━━ SELECTED EXCERPT ━━
The micro-concentrator photovoltaic concept consists in miniaturizing asolar cell to the micrometer scale and using an optical concentrator to collect and focus sunlight onto the micro solar cells. As a result, this approach reduces the use of critical raw materials, while potentially reducing module costs and enhancing power conversion efficiency (PCE). Thin-film Cu(In,Ga)Se2-based solar cells currently hold a record power conversion efficiency of 23.6% and 23.3% under concentrated illumination.
In this study, micro-holes with diameters of 200 and 250 μm were patterned into a SiOx insulating matrix on a SLG/SiON/Mo substrate using photolithography [3]. A 1 µm thick Cu-In-Ga precursor was deposited by sputtering; this was followed by selenization at 480 ºC in a tube furnace to form CIGS micro-absorbers. One of the precursors underwent a thermal treatment at a nominal temperature of 450 ºC prior to selenization. The micro solar cells were completed with a CdS buffer layer deposited by chemical bath deposition and an i-ZnO/ZnO:Al window layer deposited by RF sputtering.
━━━
━━ EXTRACTED ENTRIES ━━
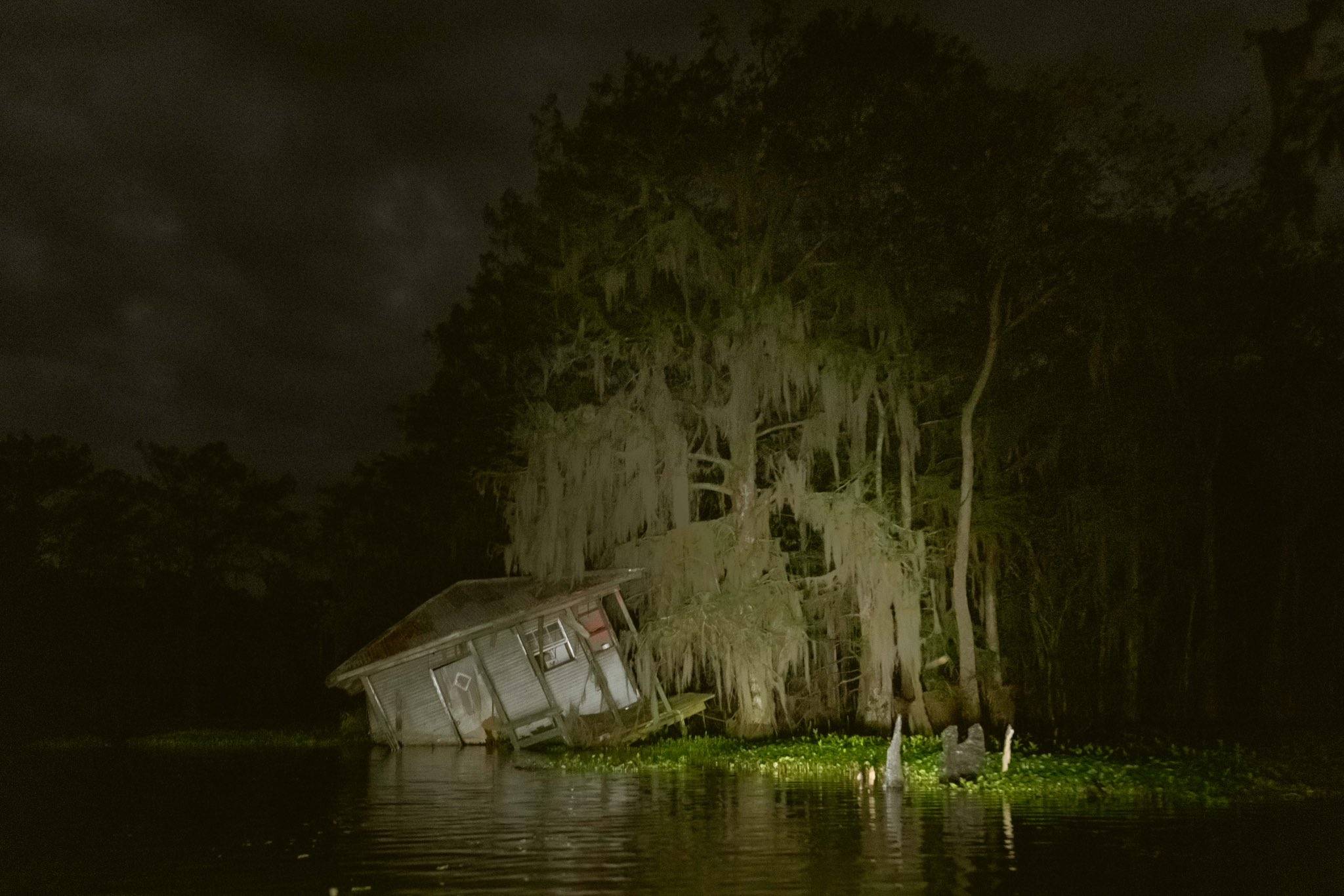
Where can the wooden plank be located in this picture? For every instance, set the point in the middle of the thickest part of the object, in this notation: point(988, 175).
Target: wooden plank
point(581, 634)
point(681, 707)
point(495, 695)
point(635, 634)
point(382, 715)
point(463, 636)
point(433, 675)
point(556, 714)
━━━
EXERCISE GOAL
Could you write what comes next in the passage about CIGS micro solar cells for micro-concentrator photovoltaics, picking up after its sentence on the i-ZnO/ZnO:Al window layer?

EXERCISE OUTPUT
The Cu-In-Ga precursor exhibited a rough surface characterized by island-like grains, with CGI and GGI ratios of 0.75±0.04 and 0.24±0.03, respectively. The thermal treatment resulted in small areas of exposed Mo; however, both thermally treated and untreated micro-absorbers exhibited smooth surfaces after selenization. The treated CIGS micro-absorber exhibited improved elemental composition with a CGI ratio of 0.81±0.06, compared to 0.76±0.13 for untreated micro-absorber.
The annealed CIGS micro-cells display better overall performance, with higher average open-circuit voltage (Voc). The best annealed CIGS micro-cell achieved a maximum PCE of 1.44%, with a Voc and Jsc of 249 mV and 16.5 mA/cm2. In contrast, the untreated CIGS micro-cells achieved a PCE of 0.47%, with a Voc of 198 mV and a Jsc of 9.2 mA/cm2, respectively.